— What is needed —
Write out all of the entries that follow, word for word, but skip the pictures.

** Begin Data extract **

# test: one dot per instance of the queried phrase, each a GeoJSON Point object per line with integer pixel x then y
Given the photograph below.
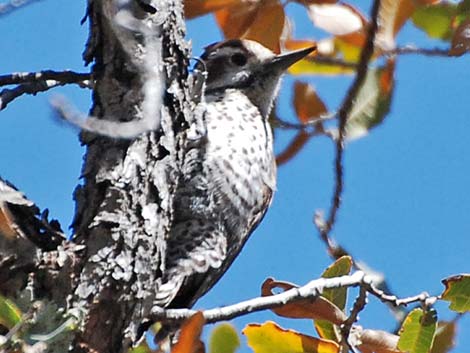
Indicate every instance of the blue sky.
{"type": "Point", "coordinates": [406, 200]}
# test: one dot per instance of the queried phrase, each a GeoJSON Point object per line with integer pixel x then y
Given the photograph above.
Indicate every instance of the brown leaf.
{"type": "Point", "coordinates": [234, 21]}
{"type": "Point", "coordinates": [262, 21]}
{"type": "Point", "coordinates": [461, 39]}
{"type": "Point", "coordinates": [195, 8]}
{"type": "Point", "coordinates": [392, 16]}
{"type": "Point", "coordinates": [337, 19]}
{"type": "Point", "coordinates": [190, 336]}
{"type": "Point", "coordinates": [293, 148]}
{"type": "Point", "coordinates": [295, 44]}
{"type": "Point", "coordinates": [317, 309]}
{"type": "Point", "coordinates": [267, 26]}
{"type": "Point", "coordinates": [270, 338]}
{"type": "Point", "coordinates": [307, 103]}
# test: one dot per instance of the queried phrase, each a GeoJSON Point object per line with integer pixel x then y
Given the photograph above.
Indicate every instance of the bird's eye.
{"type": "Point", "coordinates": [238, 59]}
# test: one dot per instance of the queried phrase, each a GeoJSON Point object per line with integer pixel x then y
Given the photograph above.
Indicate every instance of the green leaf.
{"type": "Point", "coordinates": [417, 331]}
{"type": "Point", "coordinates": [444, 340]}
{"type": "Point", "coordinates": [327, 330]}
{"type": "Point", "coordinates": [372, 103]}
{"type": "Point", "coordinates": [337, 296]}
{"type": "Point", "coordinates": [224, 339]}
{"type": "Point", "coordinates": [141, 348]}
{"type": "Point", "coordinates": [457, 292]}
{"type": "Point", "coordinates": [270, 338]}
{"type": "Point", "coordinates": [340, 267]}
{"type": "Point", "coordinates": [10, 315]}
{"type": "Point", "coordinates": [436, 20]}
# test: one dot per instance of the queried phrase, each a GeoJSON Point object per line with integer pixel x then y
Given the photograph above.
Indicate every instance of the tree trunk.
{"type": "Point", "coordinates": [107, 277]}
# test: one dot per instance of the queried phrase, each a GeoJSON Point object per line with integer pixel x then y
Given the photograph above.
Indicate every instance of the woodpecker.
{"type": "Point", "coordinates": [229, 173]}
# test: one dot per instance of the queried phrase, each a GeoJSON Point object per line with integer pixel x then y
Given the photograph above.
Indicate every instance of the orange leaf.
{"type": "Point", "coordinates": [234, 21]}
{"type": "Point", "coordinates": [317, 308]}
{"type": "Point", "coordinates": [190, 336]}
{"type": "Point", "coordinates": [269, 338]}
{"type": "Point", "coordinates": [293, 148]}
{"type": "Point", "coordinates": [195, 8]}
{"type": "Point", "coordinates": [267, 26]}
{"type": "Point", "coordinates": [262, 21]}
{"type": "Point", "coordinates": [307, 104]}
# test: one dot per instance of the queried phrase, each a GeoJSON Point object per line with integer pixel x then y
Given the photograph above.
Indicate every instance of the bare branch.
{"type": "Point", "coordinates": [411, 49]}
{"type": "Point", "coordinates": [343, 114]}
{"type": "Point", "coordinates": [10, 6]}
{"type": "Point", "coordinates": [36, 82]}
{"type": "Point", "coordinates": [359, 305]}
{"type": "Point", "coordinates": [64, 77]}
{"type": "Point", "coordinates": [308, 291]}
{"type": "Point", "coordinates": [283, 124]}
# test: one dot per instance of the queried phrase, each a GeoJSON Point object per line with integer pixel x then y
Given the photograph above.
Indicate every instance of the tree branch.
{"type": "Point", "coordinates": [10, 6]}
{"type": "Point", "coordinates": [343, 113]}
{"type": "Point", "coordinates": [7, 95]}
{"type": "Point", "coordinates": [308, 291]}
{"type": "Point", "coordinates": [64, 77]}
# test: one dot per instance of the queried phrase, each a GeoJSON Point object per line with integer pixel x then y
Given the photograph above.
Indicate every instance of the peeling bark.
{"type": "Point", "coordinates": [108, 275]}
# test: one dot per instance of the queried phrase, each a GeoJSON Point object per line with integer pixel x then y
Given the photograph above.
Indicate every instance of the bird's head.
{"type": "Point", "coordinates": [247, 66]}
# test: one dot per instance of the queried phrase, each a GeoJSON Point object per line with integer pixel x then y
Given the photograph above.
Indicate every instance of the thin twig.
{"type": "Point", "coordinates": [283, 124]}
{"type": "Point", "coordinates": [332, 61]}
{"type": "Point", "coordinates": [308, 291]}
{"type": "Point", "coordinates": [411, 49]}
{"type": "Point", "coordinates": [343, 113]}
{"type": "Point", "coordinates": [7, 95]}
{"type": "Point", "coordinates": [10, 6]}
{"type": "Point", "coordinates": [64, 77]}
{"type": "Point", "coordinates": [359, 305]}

** End Data extract **

— Exercise solution —
# test: one dot per instance of the queried phrase, each a GeoJSON Point object per line with integer pixel x then y
Given the photograph below.
Indicate every instance of the blue sky.
{"type": "Point", "coordinates": [406, 200]}
# test: one dot per instance of the queried phrase, each a GeoJSON Point object per line with integer pixel x then y
Given the photograph above.
Indicate every instance of the brown leaf.
{"type": "Point", "coordinates": [234, 21]}
{"type": "Point", "coordinates": [262, 21]}
{"type": "Point", "coordinates": [461, 39]}
{"type": "Point", "coordinates": [195, 8]}
{"type": "Point", "coordinates": [392, 16]}
{"type": "Point", "coordinates": [337, 19]}
{"type": "Point", "coordinates": [190, 336]}
{"type": "Point", "coordinates": [293, 148]}
{"type": "Point", "coordinates": [295, 44]}
{"type": "Point", "coordinates": [317, 309]}
{"type": "Point", "coordinates": [267, 26]}
{"type": "Point", "coordinates": [270, 338]}
{"type": "Point", "coordinates": [307, 103]}
# test: one dot per instance of the queried phrase, each a GeoJSON Point object per line with integer pixel x then y
Given the photograph above.
Indicate every instance of the bird's eye.
{"type": "Point", "coordinates": [238, 59]}
# test: one dot per instance of the queried phrase, each a GeoJSON Point object per line with integer pixel x then y
Given the photograph above.
Indicate every instance of the green leaf.
{"type": "Point", "coordinates": [417, 331]}
{"type": "Point", "coordinates": [444, 340]}
{"type": "Point", "coordinates": [327, 330]}
{"type": "Point", "coordinates": [372, 103]}
{"type": "Point", "coordinates": [337, 296]}
{"type": "Point", "coordinates": [224, 339]}
{"type": "Point", "coordinates": [141, 348]}
{"type": "Point", "coordinates": [457, 292]}
{"type": "Point", "coordinates": [270, 338]}
{"type": "Point", "coordinates": [340, 267]}
{"type": "Point", "coordinates": [10, 315]}
{"type": "Point", "coordinates": [436, 20]}
# test: one dot per instance of the queried phrase, each a GeoJSON Point object per line with integer pixel x then y
Given the photograph above.
Indicate every instance of the tree trunk.
{"type": "Point", "coordinates": [107, 277]}
# test: one dot per instance of the queried phrase, each a GeoJSON Point object per line with integer pixel x then y
Given the photograph above.
Indicate every instance of the woodpecker.
{"type": "Point", "coordinates": [229, 173]}
# test: one dot per instance of the queried phrase, each a GeoJSON Point object per line with integer pixel x then y
Given the photograph above.
Indicate every instance of the orange leaf.
{"type": "Point", "coordinates": [234, 21]}
{"type": "Point", "coordinates": [317, 308]}
{"type": "Point", "coordinates": [190, 336]}
{"type": "Point", "coordinates": [269, 338]}
{"type": "Point", "coordinates": [293, 148]}
{"type": "Point", "coordinates": [195, 8]}
{"type": "Point", "coordinates": [267, 26]}
{"type": "Point", "coordinates": [262, 21]}
{"type": "Point", "coordinates": [307, 104]}
# test: one dot per instance of the queried phrase, each a GeoJSON Point object per line with integer pixel x then y
Given the photograph above.
Indicate every instance of the bare branch.
{"type": "Point", "coordinates": [411, 49]}
{"type": "Point", "coordinates": [343, 114]}
{"type": "Point", "coordinates": [10, 6]}
{"type": "Point", "coordinates": [36, 82]}
{"type": "Point", "coordinates": [359, 305]}
{"type": "Point", "coordinates": [64, 77]}
{"type": "Point", "coordinates": [308, 291]}
{"type": "Point", "coordinates": [283, 124]}
# test: one dot per instance of the queried phrase, each a GeoJSON Point object per line with integer pixel x then y
Given the photograph above.
Indicate every instance of the tree branch.
{"type": "Point", "coordinates": [10, 6]}
{"type": "Point", "coordinates": [343, 113]}
{"type": "Point", "coordinates": [7, 95]}
{"type": "Point", "coordinates": [308, 291]}
{"type": "Point", "coordinates": [64, 77]}
# test: one dot per instance of the queried phrase, each a GeoJSON Point object per line with integer pixel x then y
Given the photograph above.
Indicate every instance of the peeling bark.
{"type": "Point", "coordinates": [108, 275]}
# test: one dot per instance of the queried phrase, each a GeoJSON Point object per line with integer pixel x then y
Given the photograph above.
Indicate every instance of the bird's head.
{"type": "Point", "coordinates": [247, 66]}
# test: one dot per instance of the queried phrase, each a GeoJSON Point object per line with integer pixel x then y
Given the photograph above.
Indicate every instance of the thin twig.
{"type": "Point", "coordinates": [283, 124]}
{"type": "Point", "coordinates": [332, 61]}
{"type": "Point", "coordinates": [308, 291]}
{"type": "Point", "coordinates": [411, 49]}
{"type": "Point", "coordinates": [343, 113]}
{"type": "Point", "coordinates": [7, 95]}
{"type": "Point", "coordinates": [10, 6]}
{"type": "Point", "coordinates": [64, 77]}
{"type": "Point", "coordinates": [359, 305]}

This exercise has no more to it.